[[ PROVIDED RECORDS, beginning ]]
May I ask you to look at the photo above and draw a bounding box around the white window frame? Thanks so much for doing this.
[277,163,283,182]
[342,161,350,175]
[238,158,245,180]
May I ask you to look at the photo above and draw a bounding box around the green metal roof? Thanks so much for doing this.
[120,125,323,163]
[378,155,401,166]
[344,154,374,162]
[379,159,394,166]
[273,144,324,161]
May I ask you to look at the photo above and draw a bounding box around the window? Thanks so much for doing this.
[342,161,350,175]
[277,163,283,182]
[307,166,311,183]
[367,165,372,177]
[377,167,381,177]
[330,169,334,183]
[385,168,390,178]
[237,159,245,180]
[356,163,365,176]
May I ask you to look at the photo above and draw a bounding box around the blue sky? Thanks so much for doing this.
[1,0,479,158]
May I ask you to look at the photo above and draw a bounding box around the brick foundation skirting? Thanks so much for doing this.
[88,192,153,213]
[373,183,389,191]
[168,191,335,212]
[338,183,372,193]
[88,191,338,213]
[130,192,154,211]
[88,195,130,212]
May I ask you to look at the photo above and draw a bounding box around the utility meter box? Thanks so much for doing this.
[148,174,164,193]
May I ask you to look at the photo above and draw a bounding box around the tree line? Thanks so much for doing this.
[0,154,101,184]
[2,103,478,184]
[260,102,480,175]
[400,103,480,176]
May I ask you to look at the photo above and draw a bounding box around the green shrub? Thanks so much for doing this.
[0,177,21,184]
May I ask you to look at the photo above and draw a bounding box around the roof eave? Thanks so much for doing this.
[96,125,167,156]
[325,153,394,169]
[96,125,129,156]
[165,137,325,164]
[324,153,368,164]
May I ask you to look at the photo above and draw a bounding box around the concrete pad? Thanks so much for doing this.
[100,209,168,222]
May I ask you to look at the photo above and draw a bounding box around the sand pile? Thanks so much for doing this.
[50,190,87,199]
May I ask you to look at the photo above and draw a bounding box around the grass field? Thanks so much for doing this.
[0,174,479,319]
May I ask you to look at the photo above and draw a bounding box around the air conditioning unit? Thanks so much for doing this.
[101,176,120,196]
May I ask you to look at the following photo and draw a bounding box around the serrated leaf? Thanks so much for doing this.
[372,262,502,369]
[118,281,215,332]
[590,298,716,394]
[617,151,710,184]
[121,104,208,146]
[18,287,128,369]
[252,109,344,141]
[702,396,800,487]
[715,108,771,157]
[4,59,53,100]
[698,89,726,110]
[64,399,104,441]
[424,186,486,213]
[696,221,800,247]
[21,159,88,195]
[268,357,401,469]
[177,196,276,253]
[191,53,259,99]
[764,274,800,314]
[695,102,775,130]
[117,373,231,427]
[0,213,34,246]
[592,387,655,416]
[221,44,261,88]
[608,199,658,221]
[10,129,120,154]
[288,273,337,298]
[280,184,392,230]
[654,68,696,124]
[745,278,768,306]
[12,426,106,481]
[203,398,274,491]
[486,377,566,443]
[[ PROVIDED RECORDS, end ]]
§ REQUIRED ACTION
Copy out every record exactly.

§ ANSWER SPACE
May I ask you to look at the photo above and draw a bounding box around the white window frame? Thanks so much for doing this.
[277,163,283,182]
[342,161,350,175]
[238,158,245,180]
May I ask you to look at the photo above and draw a bounding box around the green metal roof? Thanks so much for doing this.
[120,125,323,163]
[378,155,401,166]
[344,154,374,162]
[379,159,394,166]
[273,144,324,161]
May I ask you to look at the photo above and draw a bounding box around the window? Thanks so much for doing this.
[342,161,350,175]
[277,163,283,182]
[307,166,311,183]
[367,165,372,177]
[377,167,381,177]
[330,169,334,183]
[385,168,390,178]
[237,159,245,180]
[356,163,365,176]
May I ask you to look at the photo above and draw a bounding box around the blue sky? Thanks so much for doing this.
[1,0,479,158]
May I ask you to look at the photo above and draw a bounding box around the brick foundation skirting? Thanks so much for doing this.
[88,192,153,213]
[373,183,389,191]
[168,191,335,212]
[338,183,372,193]
[88,191,338,213]
[130,192,154,211]
[88,195,130,212]
May I ask you to look at the photo above and draw a bounding box around the utility meter box? Thanks so much for doing this.
[148,174,164,193]
May I ask you to look at the photo above and draw a bounding box around the tree line? Thanks so much for doing this.
[0,154,101,184]
[2,103,478,184]
[260,102,480,175]
[400,103,480,176]
May I ask you to look at the photo above and draw a bounding box around the green shrub? Thanks so much for doing this.
[0,177,21,184]
May I ask you to look at the photo above and draw a bounding box around the roof eave? Thanks so much for doing this.
[96,125,167,156]
[325,153,394,169]
[96,125,129,156]
[165,137,325,164]
[324,153,368,164]
May I ask you to look at the photo above and draw a bounding box around the concrete pad? Thanks so much for doing this.
[100,209,168,222]
May I ask you to look at the photo above and draw a bounding box around the sand pile? Thanks so much for doing this.
[50,190,87,199]
May I ask you to look at the photo above and draw a bounding box around the grass field? Thanks so much for doing this.
[0,174,479,319]
May I ask you to look at the photo above and draw a bounding box around the air conditioning unit? Thanks so much for doing this.
[101,176,120,196]
May I ask you to look at the following photo and draw a bounding box around the serrated leaf? Thanks so much for doing this.
[372,262,502,369]
[118,281,215,332]
[590,298,716,394]
[617,151,710,184]
[121,104,208,146]
[18,287,128,369]
[252,109,344,141]
[702,396,800,487]
[715,108,771,157]
[4,59,53,100]
[698,89,726,110]
[64,399,104,441]
[424,186,486,213]
[696,221,800,247]
[21,159,88,195]
[268,357,401,469]
[177,196,276,253]
[191,53,259,99]
[764,274,800,314]
[695,102,775,130]
[117,373,231,427]
[0,213,34,246]
[592,387,655,416]
[221,44,261,88]
[608,199,658,221]
[10,129,120,154]
[288,273,337,298]
[280,184,392,230]
[654,68,696,124]
[745,278,768,306]
[12,426,106,481]
[203,398,274,491]
[486,377,566,443]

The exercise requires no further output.